> [What you have to do]:
In the passage on anti-fluoride activists below, why did the writer expect activists to stop citing studies from areas of endemic fluorosis? Answer in one to three sentences.

> [Passage shown]:
----

Despite Paul Connett’s claim that one only has to read four studies, anti-fluoride campaigners waste so much time promoting irrelevant studies to support there claims one could say they end up drowning in their own irrelevance. Image Credit: Ian Mcewan Quotations

Anti-fluoride activists simply can’t help it. They will post on social media citations to anything they think shows that fluoride is harmful – even if the studies are completely irrelevant to community water fluoridation (CWF). This despite Paul Connett, director of the Fluoride Action Network (FAN), claiming “You only have to read four studies…” to come to the conclusion that CWF is bad for your health.

Connett claims that he has it all sewed up with these four studies from areas where CWF is used or fluoride exposure values are similar to that for CWF. So I thought this would mean activists would give up citing studies from areas of endemic fluorosis where fluoride exposure is much larger. But no – here we go again with FAN returning to the reliance on endemic fluorosis studies with the claim:

“NEW STUDY: Each 1.0 mg/L increment in [urinary fluoride] concentration corresponded with an increase in the prevalence of psychosomatic problems.”

The local fluoride Free NZ activist group (FFNZ) simply repeats the claim. Anti-fluoride activists have a consistent habit of simply repeating these sort of claims, together with citation, without bothering to actually check what the cited papers say or how relevant the study really is to their cause. These activists seem to make a hobby of this – one can see their work every day on Twitter and Facebook. If nothing else one has to admire their dedication to the cause, if not there understanding of what they cite.

In this case, the study is not at all relevant to CWF. Here is its citation.

Wang, A., Duan, L., Huang, H., Ma, J., Zhang, Y., & Ma, Q. (2020). Association between fluoride exposure and behavioural outcomes of school-age children: a pilot study in China. International Journal of Environmental Health Research, 00(00), 1–10.

Briefly, it reports results for a comparison of six behavioural scores for 325 resident school-age children (7–13 years old) living in Tongxu County of Henan Province in China with a measure of fluoride exposure  (urinary fluoride using a single morning collected sample). There was no statistically significant relationship with of five of these behavioural scores (conduct problems, learning problems, Impulsive-hyperactive, anxiety or ADHD index) with urinary fluoride but there was with one – Psychosomatic problems.

----

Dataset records
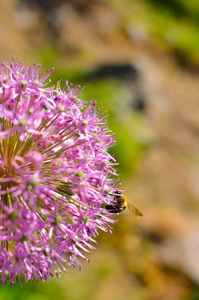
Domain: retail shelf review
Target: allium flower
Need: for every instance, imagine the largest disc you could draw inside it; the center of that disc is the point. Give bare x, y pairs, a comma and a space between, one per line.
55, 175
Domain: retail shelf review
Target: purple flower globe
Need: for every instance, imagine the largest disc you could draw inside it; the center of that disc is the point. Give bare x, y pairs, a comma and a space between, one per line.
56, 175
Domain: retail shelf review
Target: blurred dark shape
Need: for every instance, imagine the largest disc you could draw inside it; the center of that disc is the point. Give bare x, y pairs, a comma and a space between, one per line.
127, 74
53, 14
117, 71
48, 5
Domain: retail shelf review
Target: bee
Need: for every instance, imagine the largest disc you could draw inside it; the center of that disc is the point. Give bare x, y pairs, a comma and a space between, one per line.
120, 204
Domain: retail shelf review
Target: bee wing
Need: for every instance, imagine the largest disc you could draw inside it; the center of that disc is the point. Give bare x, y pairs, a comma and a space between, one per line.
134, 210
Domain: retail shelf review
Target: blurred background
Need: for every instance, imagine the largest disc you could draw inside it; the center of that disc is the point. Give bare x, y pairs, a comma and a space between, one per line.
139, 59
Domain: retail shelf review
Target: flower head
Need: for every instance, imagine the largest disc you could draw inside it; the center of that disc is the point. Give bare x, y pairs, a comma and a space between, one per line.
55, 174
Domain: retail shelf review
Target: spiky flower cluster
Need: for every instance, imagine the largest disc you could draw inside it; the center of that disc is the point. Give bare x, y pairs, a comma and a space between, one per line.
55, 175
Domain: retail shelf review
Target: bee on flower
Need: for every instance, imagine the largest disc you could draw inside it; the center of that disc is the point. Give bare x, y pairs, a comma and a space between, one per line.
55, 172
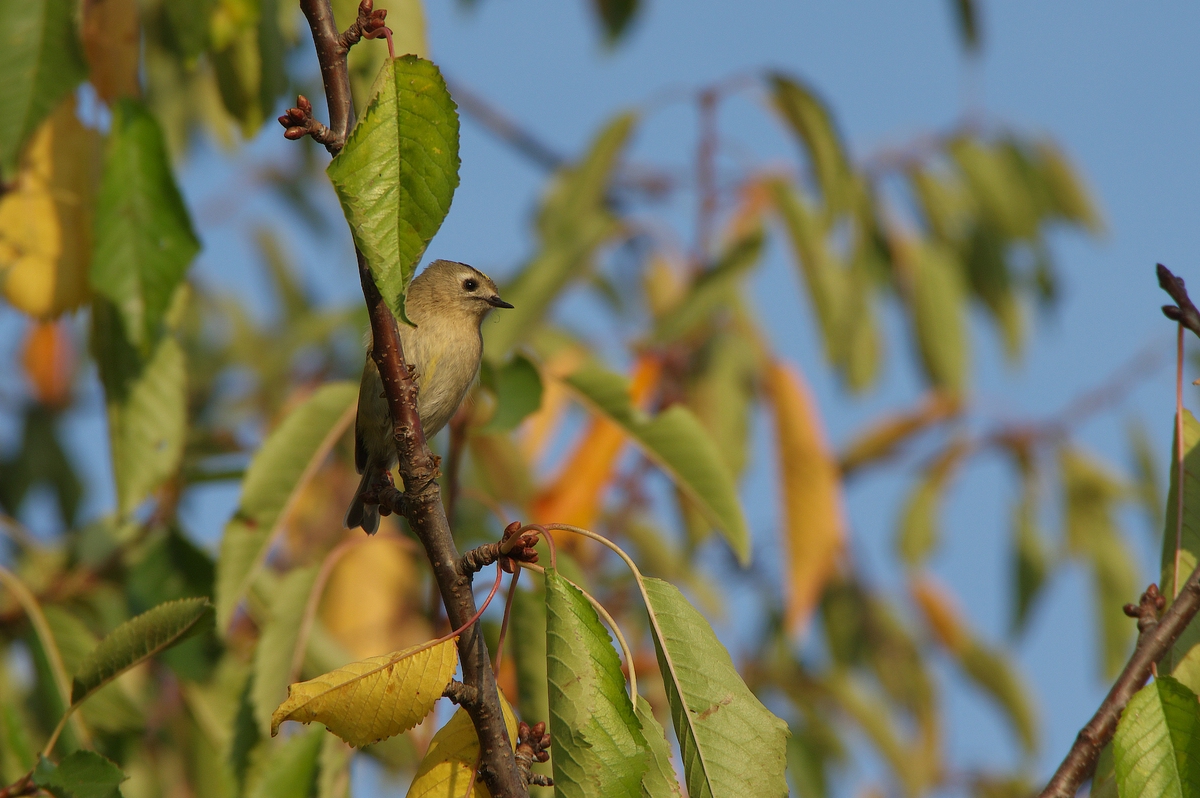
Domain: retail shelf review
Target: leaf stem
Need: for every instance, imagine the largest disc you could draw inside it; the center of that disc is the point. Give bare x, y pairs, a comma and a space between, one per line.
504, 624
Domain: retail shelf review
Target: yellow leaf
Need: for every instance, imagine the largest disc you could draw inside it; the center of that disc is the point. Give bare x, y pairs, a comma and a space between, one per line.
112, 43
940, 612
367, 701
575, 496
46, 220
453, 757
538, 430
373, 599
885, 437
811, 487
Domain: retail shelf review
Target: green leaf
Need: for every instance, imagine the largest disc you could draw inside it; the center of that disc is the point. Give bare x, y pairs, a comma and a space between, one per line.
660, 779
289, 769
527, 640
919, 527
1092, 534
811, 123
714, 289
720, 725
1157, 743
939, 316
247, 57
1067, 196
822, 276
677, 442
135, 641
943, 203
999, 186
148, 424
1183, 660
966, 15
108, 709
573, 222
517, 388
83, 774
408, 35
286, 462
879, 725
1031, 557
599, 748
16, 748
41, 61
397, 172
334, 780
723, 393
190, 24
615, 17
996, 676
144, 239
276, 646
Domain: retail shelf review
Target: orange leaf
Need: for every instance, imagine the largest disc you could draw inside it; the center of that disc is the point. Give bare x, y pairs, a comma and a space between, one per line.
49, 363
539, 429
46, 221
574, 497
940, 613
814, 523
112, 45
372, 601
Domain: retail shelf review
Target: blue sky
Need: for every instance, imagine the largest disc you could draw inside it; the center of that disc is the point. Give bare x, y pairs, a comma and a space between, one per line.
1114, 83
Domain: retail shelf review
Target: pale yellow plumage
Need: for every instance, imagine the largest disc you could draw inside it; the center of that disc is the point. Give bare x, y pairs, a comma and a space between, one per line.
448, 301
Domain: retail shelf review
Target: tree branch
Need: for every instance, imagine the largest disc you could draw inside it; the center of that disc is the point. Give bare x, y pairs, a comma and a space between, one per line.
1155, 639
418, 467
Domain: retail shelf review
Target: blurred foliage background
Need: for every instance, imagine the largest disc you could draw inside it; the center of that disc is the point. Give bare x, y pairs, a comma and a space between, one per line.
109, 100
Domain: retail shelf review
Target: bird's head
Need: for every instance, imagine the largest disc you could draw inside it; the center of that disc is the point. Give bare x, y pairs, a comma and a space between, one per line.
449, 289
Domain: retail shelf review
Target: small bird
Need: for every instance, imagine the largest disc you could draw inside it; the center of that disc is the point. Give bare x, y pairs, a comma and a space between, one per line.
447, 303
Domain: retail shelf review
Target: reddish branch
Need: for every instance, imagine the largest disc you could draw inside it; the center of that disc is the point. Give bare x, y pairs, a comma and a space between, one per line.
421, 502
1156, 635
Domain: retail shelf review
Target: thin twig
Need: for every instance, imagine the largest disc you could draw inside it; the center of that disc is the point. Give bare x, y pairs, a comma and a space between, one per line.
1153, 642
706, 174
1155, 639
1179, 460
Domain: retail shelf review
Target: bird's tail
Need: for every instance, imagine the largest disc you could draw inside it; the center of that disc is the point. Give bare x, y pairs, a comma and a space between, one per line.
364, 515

----

> [Task response]:
Paul Connett claimed to have the case settled with four studies from areas where community water fluoridation is used or where fluoride exposure is similar to that from it. The writer therefore expected activists to drop studies from endemic fluorosis areas, where fluoride exposure is much larger.